## Source document
2.11.2015

Worried About Grexit's Potential for Contagion in Your Neck of the Woods? You Should Be


The potentially history making meeting in Brussels between Yanis Varoufakis and his European Finance Minister peers started 6 hours ago. This public part [live webcam here] of the meeting will be followed by private discussions long into the night. Perhaps tomorrow at the  EU leaders summit we'll learn Greece's fate. Also happening right now, as the Finance Minister is in Brussels discussing that fate, the new Greek foreign minister is in the Kremlin, getting instant updates from Brussels and finalizing Greece's Plan B.

At this point it seems apparent to all that Greece has a simple choice: 'comply' to stay in the euro, which means living with austerity for decades to come, or leave the euro. It's that simple. After exiting the Eurozone, Greece could seek BRICS, Russian or Chinese cash for the 'bridging' it needs if Germany blocks a new deal. As Tyler Durden explains: "The majority of Greeks supposedly want to stay in the euro, but they must come to grips with the reality that the euro is a plutonium life preserver. It's one or the other: permanent austerity as the cost of keeping the euro or no austerity and no euro. You can't have it both ways."

As the world awaits it seems a perfect time to go look at two important aspects of this issue that aren't making the headlines they deserve: How Greece got into the huge debt it faces and the domino effect a Greek exit from the Eurozone would unleash.

First: Greece's debt started growing long before the EU. Since WW11 Greece's generals, bureaucrats and politicians have lived like kings on the bribes they have routinely accepted from the military contractors courting them. Greece's generals used the fear of Turkey to blackmail successive weak governments into borrowing heavily. Of course Turkey's generals did the same.

As Angelos Philippides, a prominent economist, explains, "For a long time Greece spent 7% of its GDP on defence when other European countries spent an average 2.2%. If you were to add up that compound 5% from 1946 to today, there would be no debt at all." Athens' fondness for weaponry, and the willingness of Germany and France to feed it, are the historic problem.

The 'bailout' so staunchly defended now by the Germans as sacrosanct actually bailed out the banks who made the bad loans that then turned into profit for the shareholders of the arms dealers. At least 90% of the Greek bailout has paid off reckless lenders who made the bad loans with less than 10% of it reaching the Greek people. IMO the debt itself is invalid at best.

Second: The size of the domino effect, or contagion in economist jargon, is unknown. As the video above demonstrates little Greece's decision could end up at all of our doorsteps very quickly for exactly the same reasons the housing bubble in America went boom in your town too regardless of how far away from the criminals who caused it you happen to be.

Though Greece's debt is 'only'.$300+billion the bonds issued in connection with it have been bundled, collateralized and bet on by casino capitalism amounting to, according to the Bank for International Settlements, 26.45 trillion dollars in currency derivatives [ain't capitalism wonderful]. To give you some perspective, keep in mind that the U.S. government spends a total of less than 4 trillion dollars a year. The entire U.S. national debt is just a bit above 18 trillion dollars.

Every bank everywhere, every pension plan, every mutual fund, every speculator who thinks of him/herself as an investor buys these stinking piles of crap based on the relative blessings of the rating agencies who themselves are in on the scam. The whole bunch of 'em are criminals, they'd all be in jail if they didn't bribe and blackmail [carrot and stick] the law makers in every western country.

"Greece has the potential to be the small domino that ends up toppling much larger dominoes." says Charles Hugh Smith.

## Actions to take
1 > Can you rewrite the paragraph in the Grexit article that begins "At this point it seems apparent" more briefly, keeping its main facts?
2 > Could you copy the passage of the Grexit article word for word, starting at "Worried About Grexit's" and ending at "Greece's Plan B."?
Use only the Grexit article to respond.

## Data excerpts

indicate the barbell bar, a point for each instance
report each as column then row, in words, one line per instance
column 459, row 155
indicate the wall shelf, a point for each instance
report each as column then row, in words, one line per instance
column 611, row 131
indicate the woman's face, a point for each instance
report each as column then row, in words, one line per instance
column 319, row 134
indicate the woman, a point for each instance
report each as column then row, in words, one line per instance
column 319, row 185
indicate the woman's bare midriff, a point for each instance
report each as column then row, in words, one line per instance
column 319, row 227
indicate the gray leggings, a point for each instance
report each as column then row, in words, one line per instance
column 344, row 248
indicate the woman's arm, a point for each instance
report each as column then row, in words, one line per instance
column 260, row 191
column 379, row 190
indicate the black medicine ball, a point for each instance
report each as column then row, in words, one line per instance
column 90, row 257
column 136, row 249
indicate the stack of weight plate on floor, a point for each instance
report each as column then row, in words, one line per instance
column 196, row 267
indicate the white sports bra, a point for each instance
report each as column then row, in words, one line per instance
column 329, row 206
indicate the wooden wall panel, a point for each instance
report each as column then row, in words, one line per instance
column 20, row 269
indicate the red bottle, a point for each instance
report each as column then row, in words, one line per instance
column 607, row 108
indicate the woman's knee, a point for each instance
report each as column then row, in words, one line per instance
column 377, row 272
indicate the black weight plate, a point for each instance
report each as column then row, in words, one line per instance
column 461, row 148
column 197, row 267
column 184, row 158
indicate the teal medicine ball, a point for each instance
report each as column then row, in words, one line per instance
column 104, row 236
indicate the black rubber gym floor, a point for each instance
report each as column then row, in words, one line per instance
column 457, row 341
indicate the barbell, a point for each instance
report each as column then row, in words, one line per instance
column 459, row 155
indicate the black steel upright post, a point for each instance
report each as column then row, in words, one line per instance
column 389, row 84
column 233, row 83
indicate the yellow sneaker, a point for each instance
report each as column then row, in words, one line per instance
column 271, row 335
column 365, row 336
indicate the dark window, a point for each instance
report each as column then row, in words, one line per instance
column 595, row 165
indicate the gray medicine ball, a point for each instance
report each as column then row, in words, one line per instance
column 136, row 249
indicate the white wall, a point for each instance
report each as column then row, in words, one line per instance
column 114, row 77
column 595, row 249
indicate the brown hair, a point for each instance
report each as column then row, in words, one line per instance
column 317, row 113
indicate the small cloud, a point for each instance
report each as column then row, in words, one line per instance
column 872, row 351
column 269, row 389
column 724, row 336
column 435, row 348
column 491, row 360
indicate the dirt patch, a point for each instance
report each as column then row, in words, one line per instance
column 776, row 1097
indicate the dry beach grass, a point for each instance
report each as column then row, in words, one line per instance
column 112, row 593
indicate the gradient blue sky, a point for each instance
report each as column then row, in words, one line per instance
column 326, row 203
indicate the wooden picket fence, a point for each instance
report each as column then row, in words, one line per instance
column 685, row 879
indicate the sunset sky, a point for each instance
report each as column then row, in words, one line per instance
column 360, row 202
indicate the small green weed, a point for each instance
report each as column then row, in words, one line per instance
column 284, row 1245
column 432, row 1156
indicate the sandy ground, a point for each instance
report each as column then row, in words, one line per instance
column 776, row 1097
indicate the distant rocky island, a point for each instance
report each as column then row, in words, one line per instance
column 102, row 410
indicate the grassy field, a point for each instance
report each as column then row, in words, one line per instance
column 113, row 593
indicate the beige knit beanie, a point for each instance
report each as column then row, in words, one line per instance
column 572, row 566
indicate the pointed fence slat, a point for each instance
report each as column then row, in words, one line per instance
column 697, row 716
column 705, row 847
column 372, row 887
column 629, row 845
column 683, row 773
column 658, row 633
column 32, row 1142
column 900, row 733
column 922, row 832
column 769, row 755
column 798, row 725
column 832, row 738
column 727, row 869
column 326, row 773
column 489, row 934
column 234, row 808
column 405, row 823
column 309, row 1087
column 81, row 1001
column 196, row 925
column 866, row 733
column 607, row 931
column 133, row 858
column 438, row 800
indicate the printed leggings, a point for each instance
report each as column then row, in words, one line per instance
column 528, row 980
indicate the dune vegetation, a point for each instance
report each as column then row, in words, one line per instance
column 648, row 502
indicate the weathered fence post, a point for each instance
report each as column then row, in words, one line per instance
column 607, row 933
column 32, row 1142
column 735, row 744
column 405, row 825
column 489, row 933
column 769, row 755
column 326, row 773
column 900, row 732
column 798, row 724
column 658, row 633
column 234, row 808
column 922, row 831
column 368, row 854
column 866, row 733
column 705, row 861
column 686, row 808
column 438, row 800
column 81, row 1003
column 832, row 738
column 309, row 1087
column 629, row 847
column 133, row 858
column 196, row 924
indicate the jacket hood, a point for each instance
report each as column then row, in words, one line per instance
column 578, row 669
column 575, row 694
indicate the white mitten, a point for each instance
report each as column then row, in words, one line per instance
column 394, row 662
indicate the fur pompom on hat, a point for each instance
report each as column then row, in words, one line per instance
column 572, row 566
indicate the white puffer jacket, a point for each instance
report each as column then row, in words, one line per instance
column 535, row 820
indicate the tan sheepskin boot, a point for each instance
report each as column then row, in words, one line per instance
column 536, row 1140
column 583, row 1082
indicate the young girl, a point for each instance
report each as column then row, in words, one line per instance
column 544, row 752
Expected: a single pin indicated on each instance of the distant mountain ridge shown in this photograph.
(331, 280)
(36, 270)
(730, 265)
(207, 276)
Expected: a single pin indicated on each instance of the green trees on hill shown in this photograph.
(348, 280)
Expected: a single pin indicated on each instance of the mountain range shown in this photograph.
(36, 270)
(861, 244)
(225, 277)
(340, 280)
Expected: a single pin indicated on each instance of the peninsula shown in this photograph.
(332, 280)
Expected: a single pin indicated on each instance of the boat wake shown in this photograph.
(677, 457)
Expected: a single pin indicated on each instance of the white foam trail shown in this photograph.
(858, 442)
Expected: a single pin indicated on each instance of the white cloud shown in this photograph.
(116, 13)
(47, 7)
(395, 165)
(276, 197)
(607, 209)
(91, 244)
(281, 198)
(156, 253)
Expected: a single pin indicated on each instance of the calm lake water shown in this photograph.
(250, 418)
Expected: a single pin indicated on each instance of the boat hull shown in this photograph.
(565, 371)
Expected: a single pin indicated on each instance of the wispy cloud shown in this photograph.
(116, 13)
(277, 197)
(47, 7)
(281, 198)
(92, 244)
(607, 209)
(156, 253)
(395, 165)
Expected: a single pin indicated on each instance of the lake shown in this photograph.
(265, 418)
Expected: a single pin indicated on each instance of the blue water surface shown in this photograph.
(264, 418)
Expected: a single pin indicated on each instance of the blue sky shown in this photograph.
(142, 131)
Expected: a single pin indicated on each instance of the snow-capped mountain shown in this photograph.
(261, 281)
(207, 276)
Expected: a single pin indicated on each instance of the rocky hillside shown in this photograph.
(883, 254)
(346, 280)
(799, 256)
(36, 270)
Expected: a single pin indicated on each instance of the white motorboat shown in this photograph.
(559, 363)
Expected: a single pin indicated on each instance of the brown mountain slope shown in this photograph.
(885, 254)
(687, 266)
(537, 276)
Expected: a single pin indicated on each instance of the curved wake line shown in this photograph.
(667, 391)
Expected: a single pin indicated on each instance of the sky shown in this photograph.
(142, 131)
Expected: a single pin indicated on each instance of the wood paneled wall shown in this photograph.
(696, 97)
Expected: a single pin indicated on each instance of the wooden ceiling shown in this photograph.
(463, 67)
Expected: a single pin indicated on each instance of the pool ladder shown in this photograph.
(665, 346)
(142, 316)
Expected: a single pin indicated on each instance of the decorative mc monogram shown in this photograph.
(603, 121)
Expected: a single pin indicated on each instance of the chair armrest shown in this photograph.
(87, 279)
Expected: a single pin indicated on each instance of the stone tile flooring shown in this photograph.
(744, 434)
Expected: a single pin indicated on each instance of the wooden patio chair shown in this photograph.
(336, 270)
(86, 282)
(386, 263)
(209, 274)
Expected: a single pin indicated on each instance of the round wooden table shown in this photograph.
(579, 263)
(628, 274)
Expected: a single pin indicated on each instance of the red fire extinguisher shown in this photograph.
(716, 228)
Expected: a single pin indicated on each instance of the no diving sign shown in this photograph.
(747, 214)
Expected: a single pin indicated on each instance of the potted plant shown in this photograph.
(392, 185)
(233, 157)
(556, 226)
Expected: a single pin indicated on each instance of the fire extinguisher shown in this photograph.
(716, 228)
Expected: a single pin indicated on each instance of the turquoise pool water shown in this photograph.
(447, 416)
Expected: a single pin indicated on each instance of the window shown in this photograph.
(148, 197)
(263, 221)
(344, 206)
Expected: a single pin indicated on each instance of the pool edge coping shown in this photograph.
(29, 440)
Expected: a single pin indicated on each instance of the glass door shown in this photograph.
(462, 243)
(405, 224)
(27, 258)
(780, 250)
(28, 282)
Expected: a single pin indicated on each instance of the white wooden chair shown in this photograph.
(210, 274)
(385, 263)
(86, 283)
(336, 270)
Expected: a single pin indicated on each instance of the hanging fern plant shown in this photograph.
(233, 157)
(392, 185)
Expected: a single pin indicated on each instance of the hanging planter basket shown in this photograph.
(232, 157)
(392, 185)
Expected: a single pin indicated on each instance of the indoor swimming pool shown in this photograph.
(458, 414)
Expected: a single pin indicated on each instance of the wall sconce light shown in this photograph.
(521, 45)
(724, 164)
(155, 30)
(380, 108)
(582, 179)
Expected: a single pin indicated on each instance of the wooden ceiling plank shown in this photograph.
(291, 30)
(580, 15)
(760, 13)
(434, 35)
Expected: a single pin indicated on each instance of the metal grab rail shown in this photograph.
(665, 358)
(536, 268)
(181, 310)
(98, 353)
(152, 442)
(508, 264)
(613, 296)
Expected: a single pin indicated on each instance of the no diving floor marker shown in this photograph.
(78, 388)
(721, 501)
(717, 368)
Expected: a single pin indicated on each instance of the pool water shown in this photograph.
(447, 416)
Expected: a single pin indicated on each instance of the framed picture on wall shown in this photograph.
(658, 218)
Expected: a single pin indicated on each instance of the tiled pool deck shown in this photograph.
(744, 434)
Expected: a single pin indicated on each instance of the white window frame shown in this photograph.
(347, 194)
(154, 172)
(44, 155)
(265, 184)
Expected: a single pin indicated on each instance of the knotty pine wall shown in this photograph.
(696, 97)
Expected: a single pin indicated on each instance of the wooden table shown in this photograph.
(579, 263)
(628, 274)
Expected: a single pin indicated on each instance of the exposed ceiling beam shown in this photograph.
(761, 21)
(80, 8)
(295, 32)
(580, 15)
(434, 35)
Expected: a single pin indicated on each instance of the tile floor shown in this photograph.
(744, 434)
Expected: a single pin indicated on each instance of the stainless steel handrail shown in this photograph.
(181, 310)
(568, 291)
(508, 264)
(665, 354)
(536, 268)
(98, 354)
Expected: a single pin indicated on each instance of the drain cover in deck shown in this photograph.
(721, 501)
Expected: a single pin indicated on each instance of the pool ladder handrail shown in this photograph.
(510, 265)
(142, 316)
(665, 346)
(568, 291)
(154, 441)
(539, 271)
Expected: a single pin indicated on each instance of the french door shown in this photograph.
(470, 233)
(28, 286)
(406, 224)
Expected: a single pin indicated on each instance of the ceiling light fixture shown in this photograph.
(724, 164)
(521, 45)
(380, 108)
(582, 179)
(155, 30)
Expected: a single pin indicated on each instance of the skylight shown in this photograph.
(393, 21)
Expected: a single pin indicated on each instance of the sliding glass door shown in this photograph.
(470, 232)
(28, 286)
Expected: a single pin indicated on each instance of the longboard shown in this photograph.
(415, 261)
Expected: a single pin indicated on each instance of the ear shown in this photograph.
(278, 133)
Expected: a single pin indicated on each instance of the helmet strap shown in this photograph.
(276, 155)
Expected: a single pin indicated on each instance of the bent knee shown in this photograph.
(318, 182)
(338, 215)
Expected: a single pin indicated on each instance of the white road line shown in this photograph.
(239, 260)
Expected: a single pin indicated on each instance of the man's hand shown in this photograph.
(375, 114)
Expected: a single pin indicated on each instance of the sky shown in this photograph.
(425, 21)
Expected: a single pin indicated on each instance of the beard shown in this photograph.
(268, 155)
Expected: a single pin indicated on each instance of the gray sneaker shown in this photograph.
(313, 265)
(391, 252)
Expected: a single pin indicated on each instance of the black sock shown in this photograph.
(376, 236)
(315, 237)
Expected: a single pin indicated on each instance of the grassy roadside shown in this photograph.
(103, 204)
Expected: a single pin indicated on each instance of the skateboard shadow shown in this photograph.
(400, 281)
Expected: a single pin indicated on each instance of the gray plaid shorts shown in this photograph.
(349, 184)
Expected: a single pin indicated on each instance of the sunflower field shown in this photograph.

## Results of the tasks
1 > Greece has a simple choice: comply and stay in the euro, which means decades of austerity, or leave the euro. Once out, it could seek BRICS, Russian or Chinese money for the "bridging" it needs if Germany blocks a new deal. Tyler Durden says most Greeks supposedly want to keep the euro but must accept that they can't have both. The price of keeping the euro is permanent austerity, and ending austerity means giving up the euro. He calls the euro "a plutonium life preserver."

2 >
Worried About Grexit's Potential for Contagion in Your Neck of the Woods? You Should Be


The potentially history making meeting in Brussels between Yanis Varoufakis and his European Finance Minister peers started 6 hours ago. This public part [live webcam here] of the meeting will be followed by private discussions long into the night. Perhaps tomorrow at the  EU leaders summit we'll learn Greece's fate. Also happening right now, as the Finance Minister is in Brussels discussing that fate, the new Greek foreign minister is in the Kremlin, getting instant updates from Brussels and finalizing Greece's Plan B.